§ **Source data**
__________________________________________________

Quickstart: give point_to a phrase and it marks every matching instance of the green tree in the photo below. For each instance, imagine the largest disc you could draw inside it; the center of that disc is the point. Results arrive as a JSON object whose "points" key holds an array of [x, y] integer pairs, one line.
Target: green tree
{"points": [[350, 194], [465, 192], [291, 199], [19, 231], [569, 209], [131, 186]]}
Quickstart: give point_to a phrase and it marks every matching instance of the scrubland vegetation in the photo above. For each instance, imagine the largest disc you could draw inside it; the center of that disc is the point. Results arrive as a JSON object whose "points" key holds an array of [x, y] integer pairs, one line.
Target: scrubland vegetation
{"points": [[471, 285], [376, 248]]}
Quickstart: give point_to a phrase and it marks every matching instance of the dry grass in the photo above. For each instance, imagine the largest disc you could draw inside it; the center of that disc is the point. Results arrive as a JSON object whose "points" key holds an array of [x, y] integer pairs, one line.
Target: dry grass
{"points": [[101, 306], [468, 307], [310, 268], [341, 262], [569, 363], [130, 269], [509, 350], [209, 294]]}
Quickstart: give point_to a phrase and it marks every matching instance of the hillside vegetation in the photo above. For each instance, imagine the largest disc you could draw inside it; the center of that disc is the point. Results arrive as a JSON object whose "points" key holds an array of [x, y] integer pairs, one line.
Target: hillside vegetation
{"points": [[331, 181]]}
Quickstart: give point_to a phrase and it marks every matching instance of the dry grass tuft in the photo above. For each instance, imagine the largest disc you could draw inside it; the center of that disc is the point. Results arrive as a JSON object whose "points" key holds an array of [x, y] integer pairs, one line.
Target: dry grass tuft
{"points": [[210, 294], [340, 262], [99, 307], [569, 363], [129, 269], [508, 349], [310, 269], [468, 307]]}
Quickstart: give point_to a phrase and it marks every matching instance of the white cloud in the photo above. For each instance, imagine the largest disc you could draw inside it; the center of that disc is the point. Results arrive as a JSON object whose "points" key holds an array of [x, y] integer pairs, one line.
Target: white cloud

__________________________________________________

§ **Work order**
Could you write out all of the entries precisely as they stand?

§ **Result for this exercise**
Quickstart: give point_to a phrase and it marks every matching instance of the green tree in the photo below. For each instance, imagine the largest disc you could draw inside it; the center of that disc is the point. Results arrive as a JSON object whose "points" key holds an array of [x, y] integer pairs, one line.
Target: green tree
{"points": [[350, 194], [465, 192], [291, 199], [19, 231], [569, 209], [131, 186]]}
Quickstart: give point_to a phrase and it marks every matching instance of the scrubland vegetation in the photo above. For each instance, imagine the largest disc you could draw inside it; the center of that disc is the point. Results arrive as a JSON object whose "points" key holds an array of [x, y] integer pairs, one line.
Target: scrubland vegetation
{"points": [[471, 285], [376, 248]]}
Quickstart: give point_to a phrase and it marks every matching instance of the dry grass in the photo above. For each instance, imagine the largest disc you could draw inside it; the center of that disc is the point. Results arrive as a JSON object whose "points" key holds an array of [x, y] integer pairs, one line.
Target: dry grass
{"points": [[101, 306], [468, 307], [310, 268], [341, 262], [569, 363], [130, 269], [509, 350], [209, 294]]}
Quickstart: give point_to a phrase and it marks every matching instance of the hillside vegetation in the photo above. For each instance, imagine the largest disc you could draw inside it; the center of that disc is the point. Results arrive as a JSON object whose "points" key holds an array of [x, y] integer pairs, one line.
Target: hillside vegetation
{"points": [[331, 181]]}
Quickstart: give point_to a phrase and it marks every matching instance of the dry grass tuft in the photo above. For each instance, imagine the largest disc you could draw inside it; the center of that disc is the point. Results arrive as a JSON object whose "points" key holds an array of [x, y] integer pairs, one line.
Target: dry grass tuft
{"points": [[210, 294], [340, 262], [99, 307], [569, 363], [129, 269], [508, 349], [310, 269], [468, 307]]}
Quickstart: give point_to a phrase and it marks every matching instance of the white cloud in the photo above. For each instance, imagine the largest disc you could draw inside it; the center of that disc is the point. Results arrive as a JSON object whose "points" key holds an array of [x, y] integer pairs, one line.
Target: white cloud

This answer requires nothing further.